• **Written tasks**
- 1) Translate this sentence from the cloud computing interview into Spanish: "Again, we've been around for 50 years and we've been involved with high performance computing initiatives the entire time."
- 2) Answer these questions using the cloud computing interview:
(a) Whose technologies does the interviewer ask about?
(b) For how many years have customers been dipping their toe in the pool of cloud computing?
(c) What name does Andrew Byers give to the approach where customers stand up a virtual machine and load the software themselves?
- 3) Proceed with the cloud computing interview from the point where it stops.

Excellent. So let's, let's talk a little bit about the technology, and I'm curious how you're leveraging Microsoft technologies to help you achieve your solution goals. So you talked a little bit about sort of large scale compute, et cetera. But what I'll throw in there is for our listeners, perhaps those who haven't made the move from the cloud. Maybe you could also as you're talking about how you're leveraging cloud and cloud technologies, what's the journey been like moving to the cloud and leveraging either existing or legacy infrastructure, or even thinking about hybrid scenarios to move to the cloud, be curious to hear your thoughts.

Andrew Byers:

Yeah. Again, we've been around for 50 years and we've been involved with high performance computing initiatives the entire time. Our technology has always demanded more cores or GPU's or RAM, as much as you can throw at it in some cases. So we've been very involved in this. And so for the past 10 or 15 years, our customers have slowly been dipping their toe in the pool of cloud computing. And some have made that transition on their own, where they're essentially standing up a virtual machine and loading the software on there and doing it on their own, we call it the DIY approach. We've also worked with many cloud hosting partners where they've been the middleman there and help navigate how to migrate these solutions that we have that were not designed for the cloud originally onto a cloud system.

Dataset excerpt
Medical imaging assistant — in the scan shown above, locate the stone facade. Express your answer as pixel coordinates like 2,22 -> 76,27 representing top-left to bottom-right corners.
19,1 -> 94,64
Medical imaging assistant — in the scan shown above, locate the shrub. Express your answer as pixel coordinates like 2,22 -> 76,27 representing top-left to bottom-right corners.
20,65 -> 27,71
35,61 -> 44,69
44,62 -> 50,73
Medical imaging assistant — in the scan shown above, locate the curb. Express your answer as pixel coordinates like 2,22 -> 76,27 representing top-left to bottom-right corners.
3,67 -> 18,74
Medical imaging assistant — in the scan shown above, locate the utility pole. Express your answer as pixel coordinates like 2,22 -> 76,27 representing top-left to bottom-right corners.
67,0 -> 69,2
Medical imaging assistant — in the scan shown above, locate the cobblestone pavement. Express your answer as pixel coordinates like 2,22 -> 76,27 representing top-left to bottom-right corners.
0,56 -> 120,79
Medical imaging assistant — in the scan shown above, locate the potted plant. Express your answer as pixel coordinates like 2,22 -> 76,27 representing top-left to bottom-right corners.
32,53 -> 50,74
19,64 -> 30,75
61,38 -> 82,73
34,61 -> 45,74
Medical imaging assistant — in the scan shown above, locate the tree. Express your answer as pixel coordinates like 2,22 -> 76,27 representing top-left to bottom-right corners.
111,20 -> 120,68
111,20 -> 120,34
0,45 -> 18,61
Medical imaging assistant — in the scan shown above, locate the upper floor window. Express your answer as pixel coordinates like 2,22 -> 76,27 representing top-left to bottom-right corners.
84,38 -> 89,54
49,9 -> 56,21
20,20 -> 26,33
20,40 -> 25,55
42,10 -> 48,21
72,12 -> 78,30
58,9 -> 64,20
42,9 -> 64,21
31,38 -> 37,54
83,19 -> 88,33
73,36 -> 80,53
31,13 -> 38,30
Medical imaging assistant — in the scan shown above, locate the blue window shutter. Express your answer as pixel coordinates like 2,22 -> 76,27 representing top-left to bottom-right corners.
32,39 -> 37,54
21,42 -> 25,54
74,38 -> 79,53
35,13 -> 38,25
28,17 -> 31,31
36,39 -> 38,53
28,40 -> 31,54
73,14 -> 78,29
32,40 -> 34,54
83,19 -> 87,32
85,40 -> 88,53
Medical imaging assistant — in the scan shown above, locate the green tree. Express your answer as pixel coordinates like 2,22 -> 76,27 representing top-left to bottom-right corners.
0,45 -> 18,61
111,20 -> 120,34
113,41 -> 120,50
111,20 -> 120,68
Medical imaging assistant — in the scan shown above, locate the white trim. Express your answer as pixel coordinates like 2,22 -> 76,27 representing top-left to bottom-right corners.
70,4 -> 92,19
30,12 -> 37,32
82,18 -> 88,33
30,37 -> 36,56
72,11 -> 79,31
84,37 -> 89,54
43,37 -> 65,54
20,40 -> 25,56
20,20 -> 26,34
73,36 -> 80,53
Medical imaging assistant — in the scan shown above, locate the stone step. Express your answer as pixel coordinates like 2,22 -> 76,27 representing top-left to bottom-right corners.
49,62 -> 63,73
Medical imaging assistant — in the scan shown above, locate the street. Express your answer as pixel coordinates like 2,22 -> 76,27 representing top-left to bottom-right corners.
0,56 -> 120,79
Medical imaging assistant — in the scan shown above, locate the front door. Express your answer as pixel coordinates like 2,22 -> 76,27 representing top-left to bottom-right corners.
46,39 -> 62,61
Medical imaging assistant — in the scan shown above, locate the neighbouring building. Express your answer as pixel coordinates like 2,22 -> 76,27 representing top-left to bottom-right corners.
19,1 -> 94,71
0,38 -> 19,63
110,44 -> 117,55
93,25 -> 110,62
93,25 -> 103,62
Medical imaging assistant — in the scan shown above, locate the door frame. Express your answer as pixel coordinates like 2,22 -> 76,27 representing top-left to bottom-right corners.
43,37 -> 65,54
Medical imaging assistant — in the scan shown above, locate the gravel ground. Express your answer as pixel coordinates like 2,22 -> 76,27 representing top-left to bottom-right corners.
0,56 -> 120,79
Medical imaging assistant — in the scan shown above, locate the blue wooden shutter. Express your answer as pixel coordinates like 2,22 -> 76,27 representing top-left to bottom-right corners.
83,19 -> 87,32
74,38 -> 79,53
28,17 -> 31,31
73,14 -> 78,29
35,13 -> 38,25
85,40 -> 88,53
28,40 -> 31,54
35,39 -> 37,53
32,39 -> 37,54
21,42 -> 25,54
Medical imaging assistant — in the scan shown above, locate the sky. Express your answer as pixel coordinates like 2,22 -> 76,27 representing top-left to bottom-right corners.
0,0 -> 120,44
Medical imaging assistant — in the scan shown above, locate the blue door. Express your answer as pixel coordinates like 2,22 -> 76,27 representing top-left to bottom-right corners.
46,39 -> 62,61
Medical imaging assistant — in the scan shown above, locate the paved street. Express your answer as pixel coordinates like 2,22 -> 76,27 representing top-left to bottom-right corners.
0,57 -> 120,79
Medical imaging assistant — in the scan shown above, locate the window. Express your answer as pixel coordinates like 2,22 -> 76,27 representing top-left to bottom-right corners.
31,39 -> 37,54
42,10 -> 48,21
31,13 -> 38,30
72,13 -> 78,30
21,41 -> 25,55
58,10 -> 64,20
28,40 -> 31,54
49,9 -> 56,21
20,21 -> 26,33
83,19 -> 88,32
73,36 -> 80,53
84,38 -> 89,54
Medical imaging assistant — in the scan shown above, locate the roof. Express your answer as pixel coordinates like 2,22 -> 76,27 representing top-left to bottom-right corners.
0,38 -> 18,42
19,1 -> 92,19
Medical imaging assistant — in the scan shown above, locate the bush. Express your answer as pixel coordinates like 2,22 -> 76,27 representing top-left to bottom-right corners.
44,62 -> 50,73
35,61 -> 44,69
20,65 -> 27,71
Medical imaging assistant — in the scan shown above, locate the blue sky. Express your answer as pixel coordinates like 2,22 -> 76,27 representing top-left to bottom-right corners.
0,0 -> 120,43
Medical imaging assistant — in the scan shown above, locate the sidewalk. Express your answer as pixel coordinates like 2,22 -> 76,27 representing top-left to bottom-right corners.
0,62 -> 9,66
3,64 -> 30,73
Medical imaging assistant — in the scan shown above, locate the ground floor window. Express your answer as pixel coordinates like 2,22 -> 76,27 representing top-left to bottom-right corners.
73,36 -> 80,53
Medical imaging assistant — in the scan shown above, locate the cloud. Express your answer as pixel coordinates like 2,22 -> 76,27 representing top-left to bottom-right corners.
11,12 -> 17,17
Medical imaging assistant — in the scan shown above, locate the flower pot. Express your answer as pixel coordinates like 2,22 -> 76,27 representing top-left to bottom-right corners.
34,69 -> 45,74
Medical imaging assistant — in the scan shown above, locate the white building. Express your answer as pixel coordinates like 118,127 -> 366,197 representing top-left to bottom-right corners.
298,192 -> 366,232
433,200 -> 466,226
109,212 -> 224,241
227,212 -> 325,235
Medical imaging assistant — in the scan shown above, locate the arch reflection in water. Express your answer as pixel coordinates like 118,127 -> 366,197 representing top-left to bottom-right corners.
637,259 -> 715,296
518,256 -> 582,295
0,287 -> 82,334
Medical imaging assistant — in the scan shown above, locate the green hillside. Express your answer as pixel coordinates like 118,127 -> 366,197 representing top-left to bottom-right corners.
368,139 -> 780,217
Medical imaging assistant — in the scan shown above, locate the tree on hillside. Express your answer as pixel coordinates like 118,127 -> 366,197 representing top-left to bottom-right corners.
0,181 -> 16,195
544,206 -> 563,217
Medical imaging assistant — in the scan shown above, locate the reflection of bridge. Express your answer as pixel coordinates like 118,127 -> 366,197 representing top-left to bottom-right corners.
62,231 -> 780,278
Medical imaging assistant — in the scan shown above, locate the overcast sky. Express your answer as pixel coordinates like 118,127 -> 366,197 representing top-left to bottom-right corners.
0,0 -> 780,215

• **Results of the exercise**
- 1) De nuevo, llevamos 50 años en actividad y hemos participado en iniciativas de computación de alto rendimiento durante todo ese tiempo.

- 2)
(a) Microsoft's
(b) The past 10 or 15 years
(c) The DIY approach

- 3)
Andrew Byers:

And so that's been happening again for about the past 10 years, but a few years ago, we realized that to truly support our customers we needed to make this a product that we owned. We had to make sure that when our customers decided to make the transition to cloud computing from on-premise, that they were confident that we were going to be supporting that with our code and with our solutions and our support going forward. And that we were going to be optimizing the price performance of that solution and that we would be updating this. So as new cloud infrastructure comes whether it's different sorts of machine types or different regions or different interconnects types between nodes on a cloud competing system.

Andrew Byers:

That they could rest assured that our software worked great and had been tested on that before those customers start using it in production. So in order to do that, we had to take this ownership of our performance of our software on the cloud. We had to take that in house. Luckily we got to work with Microsoft on that. Obviously it was in Microsoft's best interest to enable our software to work efficiently because we have the same customers here. And so it's been very wonderful working with Microsoft from an architectural and support level, to make sure that our tools run efficiently and at a very high performance level on Azure.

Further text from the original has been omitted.